## To do
Render this sentence from the article on the Automated Testing System in Spanish: "Tens of thousands of tests a day are run at Livermore with the help of ATS."

## Selected passage

◆ ◆ ◆ ◆

Catching bugs with the Automated Testing System
Software developers use regression testing to help uncover new bugs in an application after enhancements, patches, or other changes have been made. It is an essential but repetitive activity, as it entails rerunning a representative set of test cases each time the code is updated to ensure that the code continues to run the same way and produce the same answers as before. For a large code that is updated many times a day by a sizeable team of computer scientists, such as some at Lawrence Livermore, regression testing would be impossible to keep up with if done in a traditional fashion.
Shawn Dawson, a computational scientist working with the Weapons and Complex Integration (WCI) Directorate, notes, “Many of our programmatic codes at Livermore are too massive, dynamic, and complex to develop with manual testing. We simply had to automate the process.” Dawson is in charge of the maintenance and enhancement of one such solution—the Automated Testing System (ATS), a Livermore-developed, scalable, Python-based tool for automating the running of tests for an application. ATS currently operates on Livermore’s Linux clusters and IBM Blue Gene machines and can be used to execute thousands of tests with a single command.
By helping projects to meet their milestones and maintain code integrity, ATS serves as a fundamental enabler for important projects in WCI and the Physical and Life Sciences Directorate. Tens of thousands of tests a day are run at Livermore with the help of ATS. Moreover, these project teams are able to make a more efficient use of resources by adopting the common testing framework, rather than each project developing their own ad hoc solutions.
It was dissatisfaction with commercial testing products that spurred the development of ATS a decade ago. Dawson, who is both a developer for and a customer of the tool, notes, “Commercial codes didn’t suit the needs of the codes we develop. We run on unique systems, not simply desktop PCs or Macs. Also, those codes don’t have the flexibility to extend testing or compare data.” With ATS, Dawson and his colleagues have been able to introduce various extensions into the tool, such as—most recently—a capability for testing and comparing image files.
Not only do Livermore developers test the code before committing to each proposed change, they also run multiple larger nightly test suites on several computer platforms to test the correctness and performance of the code with different configurations and compilers. ATS’s customer codes average about 4,000 tests each night, and each test produces multiple plots, resulting in a substantial amount of data. ATS organizes the output of these nightly runs into a text-based list and emails it to the project team for review the next morning. It also creates a graphical web-based report for the team to compare the curves side by side and quickly spot bugs introduced to their code. Scientists can easily post-process the testing results for deeper analysis.

◆ ◆ ◆ ◆

[Point localization data]
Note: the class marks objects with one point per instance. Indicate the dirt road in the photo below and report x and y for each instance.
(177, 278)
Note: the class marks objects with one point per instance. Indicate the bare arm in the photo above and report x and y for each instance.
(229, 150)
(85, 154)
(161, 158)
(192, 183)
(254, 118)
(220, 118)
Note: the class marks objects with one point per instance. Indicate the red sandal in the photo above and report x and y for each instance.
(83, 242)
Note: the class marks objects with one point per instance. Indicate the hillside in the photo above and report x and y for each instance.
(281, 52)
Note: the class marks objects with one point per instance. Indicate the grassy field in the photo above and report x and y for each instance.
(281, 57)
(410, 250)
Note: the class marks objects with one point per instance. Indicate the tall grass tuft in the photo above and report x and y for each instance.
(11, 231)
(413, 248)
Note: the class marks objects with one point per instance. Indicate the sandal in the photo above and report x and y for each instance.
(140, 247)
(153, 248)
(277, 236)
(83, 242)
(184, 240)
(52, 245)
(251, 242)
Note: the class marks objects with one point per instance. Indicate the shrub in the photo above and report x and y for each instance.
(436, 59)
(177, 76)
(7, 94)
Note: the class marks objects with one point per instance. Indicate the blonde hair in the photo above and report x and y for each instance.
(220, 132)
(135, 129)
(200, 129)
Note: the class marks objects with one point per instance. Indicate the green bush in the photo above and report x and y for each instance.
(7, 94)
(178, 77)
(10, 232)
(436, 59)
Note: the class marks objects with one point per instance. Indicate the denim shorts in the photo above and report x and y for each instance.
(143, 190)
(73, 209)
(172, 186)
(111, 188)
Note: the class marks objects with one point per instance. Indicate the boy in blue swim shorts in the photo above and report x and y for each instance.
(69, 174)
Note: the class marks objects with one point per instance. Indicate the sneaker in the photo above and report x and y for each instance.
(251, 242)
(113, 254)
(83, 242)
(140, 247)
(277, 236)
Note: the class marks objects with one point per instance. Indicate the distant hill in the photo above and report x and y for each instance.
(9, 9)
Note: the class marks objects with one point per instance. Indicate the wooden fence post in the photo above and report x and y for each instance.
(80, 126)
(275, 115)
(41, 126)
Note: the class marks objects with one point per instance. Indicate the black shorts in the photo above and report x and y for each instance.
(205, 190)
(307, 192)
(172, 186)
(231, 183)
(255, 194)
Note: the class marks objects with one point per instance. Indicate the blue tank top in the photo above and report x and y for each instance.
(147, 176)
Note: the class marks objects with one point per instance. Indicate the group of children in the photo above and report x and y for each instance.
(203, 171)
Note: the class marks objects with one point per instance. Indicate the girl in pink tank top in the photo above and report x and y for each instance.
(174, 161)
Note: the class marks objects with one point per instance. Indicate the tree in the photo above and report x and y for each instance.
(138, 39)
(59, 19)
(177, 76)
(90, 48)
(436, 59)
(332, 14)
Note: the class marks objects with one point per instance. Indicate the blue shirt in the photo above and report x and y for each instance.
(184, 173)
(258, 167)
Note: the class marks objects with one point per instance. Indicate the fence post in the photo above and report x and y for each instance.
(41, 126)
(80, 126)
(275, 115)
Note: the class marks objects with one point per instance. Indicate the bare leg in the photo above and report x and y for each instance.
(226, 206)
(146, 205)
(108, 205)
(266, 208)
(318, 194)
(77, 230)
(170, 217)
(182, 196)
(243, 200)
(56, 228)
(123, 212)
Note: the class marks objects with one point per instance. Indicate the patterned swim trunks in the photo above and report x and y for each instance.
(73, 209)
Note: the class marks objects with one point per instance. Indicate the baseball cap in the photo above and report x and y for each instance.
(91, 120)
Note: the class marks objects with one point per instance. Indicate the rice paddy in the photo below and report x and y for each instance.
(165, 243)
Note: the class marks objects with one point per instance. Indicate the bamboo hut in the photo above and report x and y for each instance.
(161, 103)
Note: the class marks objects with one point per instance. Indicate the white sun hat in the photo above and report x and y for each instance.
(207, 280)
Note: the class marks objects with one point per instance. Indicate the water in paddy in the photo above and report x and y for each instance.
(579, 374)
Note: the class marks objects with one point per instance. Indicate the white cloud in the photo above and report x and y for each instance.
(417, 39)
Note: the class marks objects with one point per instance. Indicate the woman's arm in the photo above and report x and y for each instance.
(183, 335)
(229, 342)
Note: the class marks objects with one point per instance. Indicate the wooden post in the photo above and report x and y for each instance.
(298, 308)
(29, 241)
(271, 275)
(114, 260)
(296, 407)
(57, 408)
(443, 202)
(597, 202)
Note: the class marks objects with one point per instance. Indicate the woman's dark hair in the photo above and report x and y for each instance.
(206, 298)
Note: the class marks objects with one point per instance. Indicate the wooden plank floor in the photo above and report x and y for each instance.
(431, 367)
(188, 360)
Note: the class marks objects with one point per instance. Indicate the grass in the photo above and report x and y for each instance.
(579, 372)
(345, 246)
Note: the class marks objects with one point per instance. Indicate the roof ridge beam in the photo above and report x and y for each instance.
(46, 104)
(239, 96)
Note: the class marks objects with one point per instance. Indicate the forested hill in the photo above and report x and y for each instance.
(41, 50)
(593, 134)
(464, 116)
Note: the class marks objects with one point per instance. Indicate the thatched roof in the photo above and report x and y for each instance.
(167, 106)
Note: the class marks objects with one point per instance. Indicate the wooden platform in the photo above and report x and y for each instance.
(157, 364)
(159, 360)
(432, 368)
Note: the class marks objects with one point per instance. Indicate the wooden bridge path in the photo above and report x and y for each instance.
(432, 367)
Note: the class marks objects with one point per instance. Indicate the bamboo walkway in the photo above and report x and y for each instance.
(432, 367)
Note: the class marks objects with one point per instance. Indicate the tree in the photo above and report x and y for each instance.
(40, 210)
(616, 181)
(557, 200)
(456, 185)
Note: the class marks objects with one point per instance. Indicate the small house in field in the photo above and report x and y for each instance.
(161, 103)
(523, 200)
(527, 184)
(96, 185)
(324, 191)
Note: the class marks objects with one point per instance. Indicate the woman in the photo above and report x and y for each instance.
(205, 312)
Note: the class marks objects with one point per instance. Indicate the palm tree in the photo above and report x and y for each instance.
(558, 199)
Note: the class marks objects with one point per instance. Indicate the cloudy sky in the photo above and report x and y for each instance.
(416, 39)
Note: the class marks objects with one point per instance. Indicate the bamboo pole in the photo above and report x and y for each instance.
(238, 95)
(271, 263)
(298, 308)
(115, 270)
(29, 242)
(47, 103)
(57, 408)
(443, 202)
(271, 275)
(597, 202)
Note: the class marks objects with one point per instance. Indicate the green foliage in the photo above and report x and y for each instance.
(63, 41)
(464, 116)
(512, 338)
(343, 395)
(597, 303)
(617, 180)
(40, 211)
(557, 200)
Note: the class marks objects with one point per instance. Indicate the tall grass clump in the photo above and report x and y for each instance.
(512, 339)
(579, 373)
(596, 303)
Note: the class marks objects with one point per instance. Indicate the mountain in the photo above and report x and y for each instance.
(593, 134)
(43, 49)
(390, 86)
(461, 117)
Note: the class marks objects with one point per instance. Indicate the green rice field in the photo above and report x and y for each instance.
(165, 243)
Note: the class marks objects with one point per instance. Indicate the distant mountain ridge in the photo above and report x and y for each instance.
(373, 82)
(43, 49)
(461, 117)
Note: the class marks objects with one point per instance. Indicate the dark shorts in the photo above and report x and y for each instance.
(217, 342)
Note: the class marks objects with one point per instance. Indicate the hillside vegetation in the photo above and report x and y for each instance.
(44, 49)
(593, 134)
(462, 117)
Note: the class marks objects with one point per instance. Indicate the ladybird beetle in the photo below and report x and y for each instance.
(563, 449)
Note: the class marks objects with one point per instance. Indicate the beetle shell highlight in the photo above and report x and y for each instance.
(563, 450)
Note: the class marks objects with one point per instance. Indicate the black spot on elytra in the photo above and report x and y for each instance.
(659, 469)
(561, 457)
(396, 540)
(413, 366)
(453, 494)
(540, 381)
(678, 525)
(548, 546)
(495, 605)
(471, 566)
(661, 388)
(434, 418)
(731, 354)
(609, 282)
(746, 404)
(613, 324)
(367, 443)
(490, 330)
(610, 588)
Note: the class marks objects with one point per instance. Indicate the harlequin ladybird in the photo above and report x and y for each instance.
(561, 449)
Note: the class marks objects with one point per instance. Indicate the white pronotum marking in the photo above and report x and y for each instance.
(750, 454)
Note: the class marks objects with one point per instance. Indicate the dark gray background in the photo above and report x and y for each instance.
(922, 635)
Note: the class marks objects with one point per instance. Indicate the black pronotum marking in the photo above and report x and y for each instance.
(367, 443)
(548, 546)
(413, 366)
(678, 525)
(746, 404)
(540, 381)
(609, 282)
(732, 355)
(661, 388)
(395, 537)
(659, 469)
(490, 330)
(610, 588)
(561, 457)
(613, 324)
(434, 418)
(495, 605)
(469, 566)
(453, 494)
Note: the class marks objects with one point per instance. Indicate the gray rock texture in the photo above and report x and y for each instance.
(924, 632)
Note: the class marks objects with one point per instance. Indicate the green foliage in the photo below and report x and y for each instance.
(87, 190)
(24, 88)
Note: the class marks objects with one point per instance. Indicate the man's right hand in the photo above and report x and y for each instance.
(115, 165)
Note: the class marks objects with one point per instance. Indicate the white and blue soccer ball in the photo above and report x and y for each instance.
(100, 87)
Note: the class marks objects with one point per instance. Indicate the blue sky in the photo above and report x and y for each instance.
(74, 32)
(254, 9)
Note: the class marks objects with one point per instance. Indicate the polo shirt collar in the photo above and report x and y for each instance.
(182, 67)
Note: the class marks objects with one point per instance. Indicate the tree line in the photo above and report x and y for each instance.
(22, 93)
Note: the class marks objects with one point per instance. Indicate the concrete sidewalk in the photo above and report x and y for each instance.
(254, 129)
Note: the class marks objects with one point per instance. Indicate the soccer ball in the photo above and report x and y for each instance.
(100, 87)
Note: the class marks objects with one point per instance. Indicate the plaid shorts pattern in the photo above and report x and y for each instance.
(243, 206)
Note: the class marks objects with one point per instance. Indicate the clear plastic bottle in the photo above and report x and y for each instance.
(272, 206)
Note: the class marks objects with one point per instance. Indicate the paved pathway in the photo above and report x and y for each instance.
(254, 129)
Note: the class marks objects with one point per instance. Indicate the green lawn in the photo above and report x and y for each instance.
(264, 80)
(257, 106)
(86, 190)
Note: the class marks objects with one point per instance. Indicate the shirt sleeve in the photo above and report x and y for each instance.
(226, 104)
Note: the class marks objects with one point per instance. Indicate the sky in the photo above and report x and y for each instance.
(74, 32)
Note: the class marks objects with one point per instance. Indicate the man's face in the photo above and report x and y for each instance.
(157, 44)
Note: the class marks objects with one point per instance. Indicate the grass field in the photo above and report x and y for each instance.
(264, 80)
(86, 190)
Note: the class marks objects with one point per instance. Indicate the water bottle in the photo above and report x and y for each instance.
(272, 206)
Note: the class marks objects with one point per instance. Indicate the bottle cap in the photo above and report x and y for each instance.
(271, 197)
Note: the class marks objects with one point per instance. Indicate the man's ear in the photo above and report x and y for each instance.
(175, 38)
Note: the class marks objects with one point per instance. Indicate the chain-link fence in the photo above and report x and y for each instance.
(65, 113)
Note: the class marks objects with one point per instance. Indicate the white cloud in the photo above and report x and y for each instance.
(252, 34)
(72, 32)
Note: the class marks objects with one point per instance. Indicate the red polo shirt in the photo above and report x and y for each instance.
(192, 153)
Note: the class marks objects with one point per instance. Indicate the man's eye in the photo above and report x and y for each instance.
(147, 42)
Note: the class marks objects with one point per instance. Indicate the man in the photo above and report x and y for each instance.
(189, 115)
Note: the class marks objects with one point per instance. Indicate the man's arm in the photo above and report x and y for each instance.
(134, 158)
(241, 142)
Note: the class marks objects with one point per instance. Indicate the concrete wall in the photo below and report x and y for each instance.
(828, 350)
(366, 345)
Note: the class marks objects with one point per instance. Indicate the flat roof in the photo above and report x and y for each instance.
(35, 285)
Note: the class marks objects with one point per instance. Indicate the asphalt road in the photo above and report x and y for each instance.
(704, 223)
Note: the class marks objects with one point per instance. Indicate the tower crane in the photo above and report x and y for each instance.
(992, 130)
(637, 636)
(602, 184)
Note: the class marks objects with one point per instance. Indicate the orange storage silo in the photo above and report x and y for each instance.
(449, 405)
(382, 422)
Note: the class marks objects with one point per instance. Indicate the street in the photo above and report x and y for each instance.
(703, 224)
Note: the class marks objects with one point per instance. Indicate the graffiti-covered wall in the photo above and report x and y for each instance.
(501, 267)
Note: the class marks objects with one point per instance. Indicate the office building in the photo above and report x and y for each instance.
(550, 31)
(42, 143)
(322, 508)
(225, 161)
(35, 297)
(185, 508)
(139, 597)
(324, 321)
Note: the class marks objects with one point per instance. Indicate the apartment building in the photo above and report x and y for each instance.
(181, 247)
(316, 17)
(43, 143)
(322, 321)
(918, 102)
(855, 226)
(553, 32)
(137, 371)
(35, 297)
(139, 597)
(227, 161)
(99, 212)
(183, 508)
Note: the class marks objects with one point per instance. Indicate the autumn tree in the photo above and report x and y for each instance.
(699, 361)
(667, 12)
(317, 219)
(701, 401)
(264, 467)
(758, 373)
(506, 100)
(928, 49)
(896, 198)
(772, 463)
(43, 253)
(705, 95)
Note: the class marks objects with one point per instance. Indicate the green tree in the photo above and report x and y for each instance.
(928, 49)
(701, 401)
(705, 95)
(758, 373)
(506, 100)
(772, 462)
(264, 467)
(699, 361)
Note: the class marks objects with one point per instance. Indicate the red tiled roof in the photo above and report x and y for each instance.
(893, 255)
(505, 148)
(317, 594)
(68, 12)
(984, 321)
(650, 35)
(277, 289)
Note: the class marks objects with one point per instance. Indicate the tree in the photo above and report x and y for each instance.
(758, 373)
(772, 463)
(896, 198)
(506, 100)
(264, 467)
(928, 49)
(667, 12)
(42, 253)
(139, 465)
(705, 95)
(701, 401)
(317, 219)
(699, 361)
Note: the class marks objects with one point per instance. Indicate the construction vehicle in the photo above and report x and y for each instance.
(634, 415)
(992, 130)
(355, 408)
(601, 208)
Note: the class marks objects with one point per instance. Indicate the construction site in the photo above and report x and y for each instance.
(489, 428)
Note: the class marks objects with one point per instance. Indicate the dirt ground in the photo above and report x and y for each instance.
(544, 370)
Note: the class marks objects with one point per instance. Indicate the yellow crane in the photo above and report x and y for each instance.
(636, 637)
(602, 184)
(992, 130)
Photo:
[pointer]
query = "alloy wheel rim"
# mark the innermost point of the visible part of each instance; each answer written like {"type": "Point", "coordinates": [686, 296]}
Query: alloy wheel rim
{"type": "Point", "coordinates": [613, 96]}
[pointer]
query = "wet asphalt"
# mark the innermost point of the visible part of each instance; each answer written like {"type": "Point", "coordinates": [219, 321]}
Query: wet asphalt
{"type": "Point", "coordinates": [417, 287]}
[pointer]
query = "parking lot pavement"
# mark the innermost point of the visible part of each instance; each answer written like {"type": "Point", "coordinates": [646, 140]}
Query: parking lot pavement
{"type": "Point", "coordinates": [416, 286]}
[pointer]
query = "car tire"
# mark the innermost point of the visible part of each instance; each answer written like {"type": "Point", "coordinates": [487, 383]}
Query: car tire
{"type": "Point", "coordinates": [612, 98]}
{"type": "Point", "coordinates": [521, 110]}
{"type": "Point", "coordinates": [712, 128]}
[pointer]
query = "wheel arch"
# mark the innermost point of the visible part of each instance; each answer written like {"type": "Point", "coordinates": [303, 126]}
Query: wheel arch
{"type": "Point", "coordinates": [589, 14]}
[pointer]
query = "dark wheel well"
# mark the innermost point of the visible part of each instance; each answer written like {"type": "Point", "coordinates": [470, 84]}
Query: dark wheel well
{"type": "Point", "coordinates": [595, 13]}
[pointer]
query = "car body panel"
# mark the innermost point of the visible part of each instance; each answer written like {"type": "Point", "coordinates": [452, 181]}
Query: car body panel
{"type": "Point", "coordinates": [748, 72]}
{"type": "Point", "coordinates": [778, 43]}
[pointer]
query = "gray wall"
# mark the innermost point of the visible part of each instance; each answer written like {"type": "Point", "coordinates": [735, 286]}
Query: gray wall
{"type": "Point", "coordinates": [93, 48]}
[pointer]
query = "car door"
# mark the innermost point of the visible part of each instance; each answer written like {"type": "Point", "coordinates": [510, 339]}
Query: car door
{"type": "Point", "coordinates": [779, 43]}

◆ ◆ ◆ ◆

## Solution to the problem
Con la ayuda de ATS, en Livermore se ejecutan decenas de miles de pruebas al día.